■ Lines of data ■
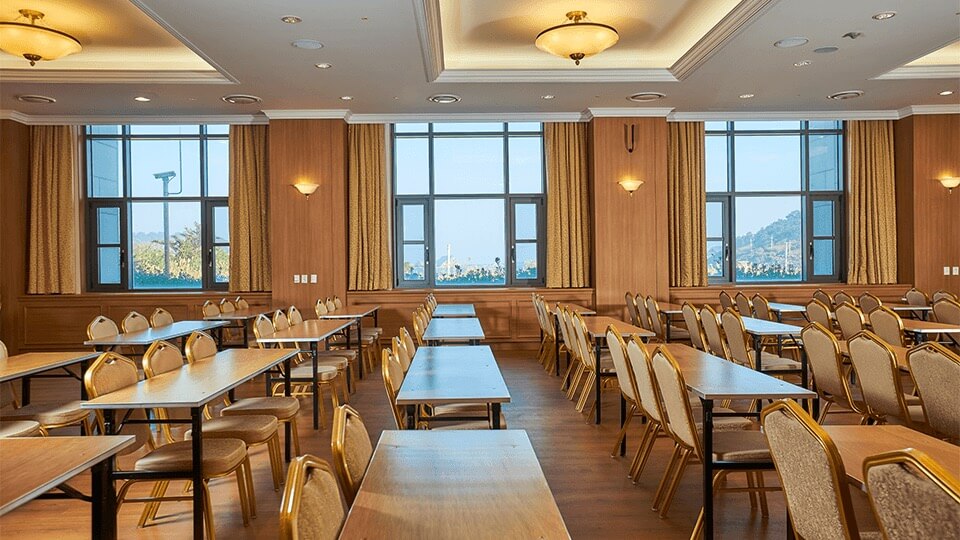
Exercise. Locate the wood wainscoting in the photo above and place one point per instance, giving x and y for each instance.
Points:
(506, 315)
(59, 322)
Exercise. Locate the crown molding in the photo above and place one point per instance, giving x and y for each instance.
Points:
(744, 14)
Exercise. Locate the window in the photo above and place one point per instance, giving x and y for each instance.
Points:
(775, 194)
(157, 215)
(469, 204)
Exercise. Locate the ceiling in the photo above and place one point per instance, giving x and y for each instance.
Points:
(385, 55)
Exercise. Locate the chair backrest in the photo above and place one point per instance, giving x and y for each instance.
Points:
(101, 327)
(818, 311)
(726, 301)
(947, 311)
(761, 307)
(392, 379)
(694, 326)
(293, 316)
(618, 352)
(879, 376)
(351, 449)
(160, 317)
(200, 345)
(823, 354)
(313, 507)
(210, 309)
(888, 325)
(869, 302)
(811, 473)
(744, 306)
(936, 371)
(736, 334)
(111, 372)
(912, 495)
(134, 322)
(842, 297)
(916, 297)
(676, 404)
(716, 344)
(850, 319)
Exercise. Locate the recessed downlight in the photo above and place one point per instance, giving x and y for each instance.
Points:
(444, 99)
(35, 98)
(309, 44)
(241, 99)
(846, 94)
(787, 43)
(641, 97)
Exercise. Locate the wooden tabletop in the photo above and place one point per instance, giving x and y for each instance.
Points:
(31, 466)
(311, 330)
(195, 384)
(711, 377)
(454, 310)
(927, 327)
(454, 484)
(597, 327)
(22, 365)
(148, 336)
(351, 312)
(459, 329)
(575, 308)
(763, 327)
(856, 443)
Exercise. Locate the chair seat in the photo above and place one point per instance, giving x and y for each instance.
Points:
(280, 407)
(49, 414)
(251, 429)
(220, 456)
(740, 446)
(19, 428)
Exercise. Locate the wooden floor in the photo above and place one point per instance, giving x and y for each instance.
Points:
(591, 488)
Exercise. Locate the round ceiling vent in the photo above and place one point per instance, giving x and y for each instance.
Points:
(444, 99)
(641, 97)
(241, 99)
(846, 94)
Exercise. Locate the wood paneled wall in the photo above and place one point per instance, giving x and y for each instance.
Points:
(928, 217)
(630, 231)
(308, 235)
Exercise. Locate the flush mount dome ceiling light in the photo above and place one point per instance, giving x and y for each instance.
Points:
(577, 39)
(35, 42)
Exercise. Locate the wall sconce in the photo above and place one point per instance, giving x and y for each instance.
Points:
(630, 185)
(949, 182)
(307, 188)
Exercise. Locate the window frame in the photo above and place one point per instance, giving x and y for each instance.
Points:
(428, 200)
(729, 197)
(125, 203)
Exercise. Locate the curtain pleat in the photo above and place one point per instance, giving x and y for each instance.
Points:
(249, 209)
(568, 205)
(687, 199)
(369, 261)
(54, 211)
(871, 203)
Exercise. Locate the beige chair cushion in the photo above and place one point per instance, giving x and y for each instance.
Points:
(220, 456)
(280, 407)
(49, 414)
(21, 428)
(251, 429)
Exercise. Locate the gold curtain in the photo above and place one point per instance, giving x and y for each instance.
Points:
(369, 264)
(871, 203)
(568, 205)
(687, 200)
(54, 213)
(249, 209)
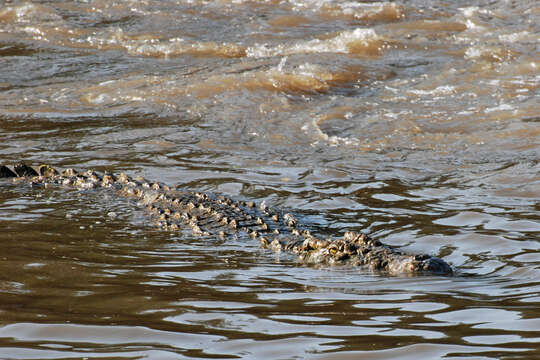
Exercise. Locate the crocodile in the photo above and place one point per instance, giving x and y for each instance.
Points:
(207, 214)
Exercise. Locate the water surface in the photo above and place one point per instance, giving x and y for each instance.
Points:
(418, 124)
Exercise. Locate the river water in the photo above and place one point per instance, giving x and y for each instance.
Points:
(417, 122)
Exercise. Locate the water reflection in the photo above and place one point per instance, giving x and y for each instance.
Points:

■ Task ■
Every record above should be written out again exactly; the pictures stay out of the copy.

■ Result of this task ■
Exercise. Locate the wood wainscoting in the photo above and place one point per instance, giving x and y for each instance.
Points:
(506, 315)
(59, 322)
Exercise. Locate the crown molding in the photo above and place one point per instance, giving x and y for each instance.
Points:
(744, 14)
Exercise. Locate the window in the photo above and place one point per instance, giving x and y for each instance.
Points:
(775, 194)
(157, 215)
(469, 204)
Exercise. Locate the ceiling in the photo above and place one point per instance, giving x and y for each instance.
Points:
(385, 55)
Exercise. Locate the chair backrest in the photo above and place one point per instance, giving x and y for each instance.
Points:
(101, 327)
(818, 311)
(726, 301)
(947, 311)
(761, 307)
(392, 379)
(694, 326)
(293, 316)
(618, 352)
(879, 376)
(351, 449)
(160, 317)
(200, 345)
(823, 354)
(313, 507)
(210, 309)
(888, 325)
(869, 302)
(811, 473)
(744, 306)
(936, 371)
(736, 334)
(111, 372)
(912, 495)
(134, 322)
(842, 297)
(916, 297)
(676, 404)
(716, 344)
(850, 319)
Exercise. Locate the recessed downlight in the photo above and place one point per instance, giving x and y for each instance.
Points:
(444, 99)
(35, 98)
(309, 44)
(241, 99)
(846, 94)
(787, 43)
(641, 97)
Exercise. Locate the wooden tabletop in the photo above and place one point per instance, giving x and y for each instance.
Points:
(31, 466)
(311, 330)
(195, 384)
(711, 377)
(454, 310)
(927, 327)
(454, 484)
(597, 327)
(22, 365)
(148, 336)
(351, 312)
(459, 329)
(575, 308)
(763, 327)
(856, 443)
Exercise. Locate the chair seat in the photo above and place one point per instance, giving x and y for each instance.
Points:
(280, 407)
(49, 414)
(251, 429)
(220, 456)
(740, 446)
(19, 428)
Exercise. Locate the wooden floor in the photo above and place one point per instance, giving x and y for each instance.
Points:
(591, 488)
Exercise. Locate the round ceiling vent in the photo above and place one point per instance, giving x and y for each instance.
Points:
(444, 99)
(641, 97)
(241, 99)
(846, 94)
Exercise. Locate the wood paneled wall in the photo above and place one point per instance, giving x and y for each instance.
Points:
(928, 217)
(630, 231)
(308, 235)
Exercise. Locate the flush mount dome ceiling light in the photo above and place one point per instance, giving x and y for each instance.
Points:
(577, 39)
(35, 42)
Exercise. Locate the wall sconce in the photo above and place one point per instance, giving x and y for each instance.
Points:
(630, 185)
(949, 182)
(307, 188)
Exercise. Locate the window frame in the photo above and place one point per instance, giving x and y for each instance.
Points:
(428, 200)
(729, 197)
(125, 203)
Exercise. Locate the curtain pleat in the photo above and place one point per instance, giving x and y for each instance.
Points:
(249, 209)
(568, 205)
(687, 199)
(369, 261)
(54, 211)
(871, 203)
Exercise. Locate the beige chair cushion in the photo above and place one point per instance, giving x and y for each instance.
Points:
(220, 456)
(280, 407)
(49, 414)
(21, 428)
(251, 429)
Exercise. Locate the gold curtain in the photo above and place one point per instance, giving x and y for each instance.
Points:
(369, 264)
(871, 203)
(568, 205)
(687, 200)
(54, 213)
(249, 209)
Exercise. Locate the crocodile in the photo above and place one point per instance, giving x and y for each instance.
Points:
(207, 214)
Exercise. Locate the water surface in the photo above and place one point per instance, giving x and y for each instance.
Points:
(418, 124)
Exercise. Locate the river water in the photo above and place one point per instance, giving x and y for each instance.
Points:
(417, 122)
Exercise. Locate the water reflection in the photo above and place one point per instance, giving x and y for each instance.
Points:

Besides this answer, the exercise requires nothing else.